[DESCRIPTION OF THE TASK]: Recast the lines below as a Markdown table with two columns, Row and Line. Number each row and leave out the blank lines.

[DATA PROVIDED]:

[start]

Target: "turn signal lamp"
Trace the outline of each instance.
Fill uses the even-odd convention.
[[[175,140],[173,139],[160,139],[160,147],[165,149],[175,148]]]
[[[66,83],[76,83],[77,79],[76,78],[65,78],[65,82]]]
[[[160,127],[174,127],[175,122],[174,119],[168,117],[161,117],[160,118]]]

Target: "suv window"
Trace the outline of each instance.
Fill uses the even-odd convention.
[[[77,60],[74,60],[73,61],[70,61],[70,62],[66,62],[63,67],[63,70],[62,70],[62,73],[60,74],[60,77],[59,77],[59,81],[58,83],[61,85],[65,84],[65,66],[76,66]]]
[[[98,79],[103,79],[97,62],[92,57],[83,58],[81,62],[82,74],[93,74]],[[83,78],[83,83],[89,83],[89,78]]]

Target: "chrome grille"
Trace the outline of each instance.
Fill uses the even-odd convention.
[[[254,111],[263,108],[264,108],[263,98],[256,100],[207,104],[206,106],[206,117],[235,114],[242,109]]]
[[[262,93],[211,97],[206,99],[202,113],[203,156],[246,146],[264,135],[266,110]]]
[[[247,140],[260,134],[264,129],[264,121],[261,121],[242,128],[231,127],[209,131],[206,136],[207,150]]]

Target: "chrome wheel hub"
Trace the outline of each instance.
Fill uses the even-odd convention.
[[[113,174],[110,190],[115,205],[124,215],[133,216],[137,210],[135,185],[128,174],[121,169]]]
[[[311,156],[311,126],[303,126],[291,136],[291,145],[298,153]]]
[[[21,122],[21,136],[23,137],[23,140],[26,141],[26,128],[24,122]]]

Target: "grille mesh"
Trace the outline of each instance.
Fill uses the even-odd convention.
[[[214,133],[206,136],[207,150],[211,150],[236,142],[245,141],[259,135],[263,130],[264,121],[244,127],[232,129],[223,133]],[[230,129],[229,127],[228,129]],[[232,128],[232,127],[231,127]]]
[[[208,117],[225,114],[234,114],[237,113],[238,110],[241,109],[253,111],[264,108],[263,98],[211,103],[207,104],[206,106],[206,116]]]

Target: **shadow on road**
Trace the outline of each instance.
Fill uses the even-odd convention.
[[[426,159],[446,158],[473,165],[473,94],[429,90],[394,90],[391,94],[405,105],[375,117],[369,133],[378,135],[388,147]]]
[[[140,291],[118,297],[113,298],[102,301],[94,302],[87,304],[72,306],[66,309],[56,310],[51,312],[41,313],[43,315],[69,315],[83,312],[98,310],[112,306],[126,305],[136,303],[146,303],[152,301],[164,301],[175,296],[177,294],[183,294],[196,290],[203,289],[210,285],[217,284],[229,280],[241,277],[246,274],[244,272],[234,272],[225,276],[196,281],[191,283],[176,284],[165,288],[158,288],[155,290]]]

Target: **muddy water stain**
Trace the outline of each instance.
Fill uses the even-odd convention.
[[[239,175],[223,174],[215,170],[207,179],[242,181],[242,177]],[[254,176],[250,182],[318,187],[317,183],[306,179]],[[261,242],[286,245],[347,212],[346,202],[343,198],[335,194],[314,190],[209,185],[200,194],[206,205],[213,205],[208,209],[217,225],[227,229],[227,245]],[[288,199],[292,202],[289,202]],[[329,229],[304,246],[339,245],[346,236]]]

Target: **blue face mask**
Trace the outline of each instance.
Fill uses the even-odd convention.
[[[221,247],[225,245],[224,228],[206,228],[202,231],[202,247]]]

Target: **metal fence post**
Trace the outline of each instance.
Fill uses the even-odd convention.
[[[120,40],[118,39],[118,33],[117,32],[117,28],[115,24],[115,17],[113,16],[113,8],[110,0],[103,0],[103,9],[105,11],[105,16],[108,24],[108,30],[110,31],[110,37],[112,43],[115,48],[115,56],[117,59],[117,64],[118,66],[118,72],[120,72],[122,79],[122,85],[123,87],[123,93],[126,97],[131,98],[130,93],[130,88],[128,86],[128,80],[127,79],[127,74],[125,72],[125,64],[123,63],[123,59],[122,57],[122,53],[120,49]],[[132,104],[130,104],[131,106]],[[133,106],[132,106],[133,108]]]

[end]

[ANSWER TO THE EXERCISE]:
| Row | Line |
|---|---|
| 1 | Target: "turn signal lamp" |
| 2 | Trace the outline of each instance. |
| 3 | Fill uses the even-odd convention. |
| 4 | [[[175,140],[173,139],[160,139],[160,147],[165,149],[175,148]]] |
| 5 | [[[66,83],[76,83],[77,79],[76,78],[65,78],[65,82]]] |
| 6 | [[[160,127],[174,127],[175,122],[174,119],[168,117],[161,117],[160,118]]] |
| 7 | Target: "suv window" |
| 8 | Trace the outline of each instance. |
| 9 | Fill uses the even-odd convention. |
| 10 | [[[77,60],[74,60],[73,61],[70,61],[70,62],[66,62],[63,67],[63,70],[62,70],[62,73],[60,74],[60,77],[59,77],[59,81],[58,83],[61,85],[65,84],[65,66],[76,66]]] |
| 11 | [[[98,79],[103,79],[97,62],[92,57],[83,58],[81,62],[82,74],[93,74]],[[83,78],[83,83],[89,83],[89,78]]] |
| 12 | Target: "chrome grille" |
| 13 | Trace the outline of each instance. |
| 14 | Fill uses the even-odd convention. |
| 15 | [[[254,111],[263,108],[264,108],[263,98],[256,100],[207,104],[206,106],[206,117],[235,114],[242,109]]] |
| 16 | [[[262,93],[211,97],[206,99],[202,113],[203,156],[246,146],[264,135],[266,110]]] |
| 17 | [[[247,140],[260,134],[264,129],[264,121],[261,121],[242,128],[231,127],[209,131],[206,136],[207,150]]] |
| 18 | Target: "chrome wheel hub" |
| 19 | Trace the outline of each instance. |
| 20 | Fill uses the even-odd convention. |
| 21 | [[[113,174],[110,190],[115,205],[124,215],[133,216],[137,210],[135,185],[128,174],[121,169]]] |
| 22 | [[[311,156],[311,126],[303,126],[291,136],[291,145],[298,153]]] |
| 23 | [[[21,122],[21,136],[23,137],[23,140],[26,141],[26,128],[24,122]]] |
| 24 | Target: "grille mesh" |
| 25 | Trace the outline of each instance. |
| 26 | Fill uses the even-odd convention. |
| 27 | [[[214,133],[206,136],[207,150],[211,150],[236,142],[245,141],[259,135],[263,130],[264,121],[244,127],[232,129],[223,133]],[[230,129],[229,127],[228,129]],[[232,128],[232,127],[231,127]]] |
| 28 | [[[208,117],[225,114],[234,114],[237,113],[238,110],[241,109],[253,111],[264,108],[263,98],[211,103],[207,104],[206,106],[206,116]]] |
| 29 | Target: **shadow on road** |
| 30 | Trace the outline of each instance. |
| 31 | Fill uses the even-odd convention. |
| 32 | [[[426,159],[446,158],[473,165],[473,94],[429,90],[394,90],[391,94],[405,105],[375,117],[369,133],[378,135],[388,147]]] |
| 33 | [[[140,291],[118,297],[113,298],[102,301],[94,302],[87,304],[72,306],[66,309],[56,310],[51,312],[41,313],[43,315],[69,315],[83,312],[98,310],[112,306],[126,305],[136,303],[146,303],[152,301],[164,301],[175,296],[177,294],[183,294],[196,290],[203,289],[210,285],[217,284],[229,280],[241,277],[246,274],[244,272],[234,272],[225,276],[196,281],[191,283],[176,284],[165,288],[158,288],[155,290]]] |
| 34 | Target: **muddy water stain** |
| 35 | Trace the outline of each instance. |
| 36 | Fill uses the even-odd convention. |
| 37 | [[[239,175],[223,174],[215,170],[207,179],[242,181],[242,177]],[[254,176],[250,182],[318,187],[317,183],[306,179]],[[261,242],[286,245],[347,212],[346,202],[343,198],[335,194],[314,190],[209,185],[200,194],[206,205],[213,205],[208,209],[217,225],[227,229],[227,245]],[[288,199],[292,202],[289,202]],[[329,229],[304,246],[339,245],[346,236]]] |
| 38 | Target: **blue face mask** |
| 39 | Trace the outline of each instance. |
| 40 | Fill uses the even-odd convention. |
| 41 | [[[221,247],[225,245],[224,228],[206,228],[202,231],[202,247]]] |
| 42 | Target: **metal fence post** |
| 43 | Trace the outline of each instance. |
| 44 | Fill uses the even-odd convention. |
| 45 | [[[120,40],[118,39],[118,33],[117,32],[117,28],[115,24],[115,17],[113,16],[113,8],[110,0],[103,0],[103,9],[105,11],[105,16],[108,24],[108,30],[110,31],[110,37],[112,43],[115,48],[115,56],[117,59],[117,64],[118,66],[118,72],[120,72],[122,79],[122,85],[123,87],[123,93],[126,97],[131,98],[130,93],[130,88],[128,86],[128,80],[127,79],[127,74],[125,72],[125,64],[123,63],[123,59],[122,57],[122,53],[120,49]],[[132,104],[130,104],[131,106]],[[133,106],[132,106],[133,108]]] |